## SUPPLIED DATA

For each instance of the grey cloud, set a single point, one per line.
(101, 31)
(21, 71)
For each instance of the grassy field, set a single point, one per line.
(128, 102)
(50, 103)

## WHAT THIS TASK INVOLVES
Put all the items above into a Markdown table with two columns, No. and Line, giving each non-blank line its own numbered row and leaving out blank lines.

## EXERCISE RESULT
| No. | Line |
|---|---|
| 1 | For each instance of the grey cloud, set a single point, one per line. |
| 2 | (101, 31) |
| 3 | (21, 71) |
| 4 | For each instance of the grassy field, set a single point, one per line. |
| 5 | (128, 102) |
| 6 | (50, 103) |